Reproduce every line of the listing below without changing anything.

Data records:
■ ■ ■

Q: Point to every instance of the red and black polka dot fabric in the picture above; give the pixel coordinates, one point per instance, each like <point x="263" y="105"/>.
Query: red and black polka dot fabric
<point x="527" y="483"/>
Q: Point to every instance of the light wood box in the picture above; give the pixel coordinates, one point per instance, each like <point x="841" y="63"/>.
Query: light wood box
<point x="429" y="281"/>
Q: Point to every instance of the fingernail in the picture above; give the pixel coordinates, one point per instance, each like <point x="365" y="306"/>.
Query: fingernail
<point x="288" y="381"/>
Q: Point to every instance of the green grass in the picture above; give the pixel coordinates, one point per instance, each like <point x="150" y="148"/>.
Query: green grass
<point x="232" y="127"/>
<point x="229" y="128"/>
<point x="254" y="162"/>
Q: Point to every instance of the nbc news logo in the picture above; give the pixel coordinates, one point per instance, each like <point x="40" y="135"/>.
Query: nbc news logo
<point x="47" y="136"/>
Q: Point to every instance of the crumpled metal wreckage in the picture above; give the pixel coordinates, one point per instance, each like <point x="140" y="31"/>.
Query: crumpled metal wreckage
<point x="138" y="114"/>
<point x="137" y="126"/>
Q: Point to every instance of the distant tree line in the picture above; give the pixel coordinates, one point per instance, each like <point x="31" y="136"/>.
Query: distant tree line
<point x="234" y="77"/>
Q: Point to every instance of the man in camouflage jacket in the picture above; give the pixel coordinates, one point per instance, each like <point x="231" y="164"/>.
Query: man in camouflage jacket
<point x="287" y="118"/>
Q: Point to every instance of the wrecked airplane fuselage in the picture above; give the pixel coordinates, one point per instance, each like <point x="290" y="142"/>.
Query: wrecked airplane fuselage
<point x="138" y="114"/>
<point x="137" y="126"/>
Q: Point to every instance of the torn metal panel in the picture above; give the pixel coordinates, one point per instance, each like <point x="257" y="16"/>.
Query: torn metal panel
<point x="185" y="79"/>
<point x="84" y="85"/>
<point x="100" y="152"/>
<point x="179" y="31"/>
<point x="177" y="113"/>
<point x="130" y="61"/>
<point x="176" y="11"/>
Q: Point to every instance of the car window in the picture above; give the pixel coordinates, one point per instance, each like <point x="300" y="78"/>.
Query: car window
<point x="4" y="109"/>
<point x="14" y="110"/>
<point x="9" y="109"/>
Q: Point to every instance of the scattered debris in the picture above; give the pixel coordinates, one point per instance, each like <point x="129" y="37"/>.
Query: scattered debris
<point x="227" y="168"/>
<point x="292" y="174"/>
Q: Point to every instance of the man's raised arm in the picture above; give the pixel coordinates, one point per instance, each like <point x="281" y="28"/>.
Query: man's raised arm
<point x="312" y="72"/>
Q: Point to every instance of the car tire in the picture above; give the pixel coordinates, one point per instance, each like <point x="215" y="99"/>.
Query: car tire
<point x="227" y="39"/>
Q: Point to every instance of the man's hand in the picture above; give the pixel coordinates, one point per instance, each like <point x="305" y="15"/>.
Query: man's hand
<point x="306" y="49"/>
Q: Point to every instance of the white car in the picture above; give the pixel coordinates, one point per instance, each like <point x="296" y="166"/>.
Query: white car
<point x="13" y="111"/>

■ ■ ■

== The solution ==
Q: Point to every instance of the red and black polka dot fabric in the picture above; give the pixel coordinates, one point per instance, each like <point x="263" y="105"/>.
Query: red and black polka dot fabric
<point x="527" y="483"/>
Q: Point to every instance of the light wood box in the picture above; give the pixel coordinates, one point per instance, each like <point x="841" y="63"/>.
Query: light wood box
<point x="429" y="281"/>
Q: Point to every instance of the fingernail in the picture above; give the pixel coordinates, one point per instance, each like <point x="365" y="306"/>.
Query: fingernail
<point x="288" y="381"/>
Q: Point to every instance of the green grass in the picture above; give the pixel coordinates, one point per instance, each like <point x="150" y="148"/>.
Query: green grass
<point x="232" y="127"/>
<point x="229" y="128"/>
<point x="254" y="162"/>
Q: Point to every instance of the nbc news logo in the picture above; give the pixel coordinates, one point per instance, each like <point x="40" y="135"/>.
Query: nbc news logo
<point x="47" y="136"/>
Q: Point to every instance of the crumpled metal wreckage in the picture above; give the pixel coordinates, one point per instance, each like <point x="140" y="31"/>.
Query: crumpled metal wreckage
<point x="138" y="114"/>
<point x="137" y="126"/>
Q: Point to every instance of the distant tree line in the picture above; give the pixel coordinates, one point per instance, each like <point x="31" y="136"/>.
Query: distant tree line
<point x="234" y="77"/>
Q: Point to every instance of the man in camouflage jacket in the picture above; give the pixel coordinates, one point per instance, each like <point x="231" y="164"/>.
Query: man in camouflage jacket
<point x="287" y="118"/>
Q: Point to every instance of the wrecked airplane fuselage in the picture above; give the pixel coordinates, one point per instance, each like <point x="290" y="142"/>.
Query: wrecked airplane fuselage
<point x="138" y="114"/>
<point x="137" y="126"/>
Q: Point to every instance of the torn metal panel in the picture above; give the pixel coordinates, one point per instance, each like <point x="257" y="16"/>.
Query: torn metal panel
<point x="185" y="79"/>
<point x="84" y="85"/>
<point x="100" y="152"/>
<point x="179" y="31"/>
<point x="177" y="113"/>
<point x="130" y="61"/>
<point x="176" y="11"/>
Q: Point to every instance of the car window in the picture above; give the pixel coordinates, one point per instance, each like <point x="300" y="78"/>.
Query: car window
<point x="4" y="109"/>
<point x="14" y="110"/>
<point x="9" y="109"/>
Q: Point to every instance of the scattered debris in the picture above; give the pixel coordinates, one point per instance, each like <point x="129" y="37"/>.
Query: scattered debris
<point x="227" y="168"/>
<point x="292" y="174"/>
Q: Point to every instance of the man's raised arm in the picture above; give the pixel coordinates, one point per instance, each like <point x="281" y="28"/>.
Query: man's raised arm
<point x="312" y="72"/>
Q: Point to every instance of the car tire in the picture above; give the pixel coordinates, one point per instance, each like <point x="215" y="99"/>.
Query: car tire
<point x="227" y="39"/>
Q: Point to every instance of the man's hand in the picture above; give the pixel coordinates, one point per instance, each like <point x="305" y="15"/>.
Query: man's hand
<point x="306" y="49"/>
Q: Point to every instance of the white car in the picture above; give the pixel coordinates, one point per instance, each like <point x="296" y="166"/>.
Query: white car
<point x="13" y="111"/>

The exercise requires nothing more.